### WORK REQUEST
What is needed is each line of the data below that holds the string "this".

[[ MATERIAL SUPPLIED, beginning ]]

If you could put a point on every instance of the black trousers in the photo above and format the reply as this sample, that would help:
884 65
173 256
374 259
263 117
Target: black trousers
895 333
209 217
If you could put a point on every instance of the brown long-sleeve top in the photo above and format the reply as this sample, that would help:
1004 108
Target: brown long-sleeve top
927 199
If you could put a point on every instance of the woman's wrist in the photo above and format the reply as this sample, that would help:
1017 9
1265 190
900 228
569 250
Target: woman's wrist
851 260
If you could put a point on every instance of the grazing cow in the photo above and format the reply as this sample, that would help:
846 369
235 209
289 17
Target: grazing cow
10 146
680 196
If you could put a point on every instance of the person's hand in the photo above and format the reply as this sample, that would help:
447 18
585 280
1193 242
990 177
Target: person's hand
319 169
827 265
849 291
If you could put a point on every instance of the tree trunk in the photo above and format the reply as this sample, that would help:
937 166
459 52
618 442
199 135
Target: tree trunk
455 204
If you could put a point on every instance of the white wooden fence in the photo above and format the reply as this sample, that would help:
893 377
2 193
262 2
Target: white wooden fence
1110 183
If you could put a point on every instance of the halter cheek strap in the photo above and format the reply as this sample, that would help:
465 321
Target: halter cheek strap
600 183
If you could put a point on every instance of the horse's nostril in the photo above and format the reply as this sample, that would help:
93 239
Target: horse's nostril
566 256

[[ MATERIAL SUPPLIED, end ]]

### EXERCISE SOLUTION
If you could put a point on every instance of the black trousers in the photo above and format the reply as this sample, that would help:
If you could put a point on every instance of the brown long-sleeve top in the photo above and format the reply as this sample, that would help:
If you could put a point on every instance of the woman's wrist in the photo above and format the reply as this sample, that would help:
If you could put a point on every instance of the grazing cow in the photo above and format the reply as this sample, that would help:
If you could put a point on every instance of the person's hand in the photo above and format the reply as this sample, that would help:
If you could put a point on every instance of the tree trunk in the photo above and format the reply as this sample, that would help:
If you could put a point on every instance of the white wooden fence in the photo above and format the reply as this sample, that would help:
If you could put a point on every instance of the halter cheek strap in the photo above and format the reply as this sample, that would help:
If you could put a point on every instance of the horse's nostril in the photo above and format the reply as this sample, that would help:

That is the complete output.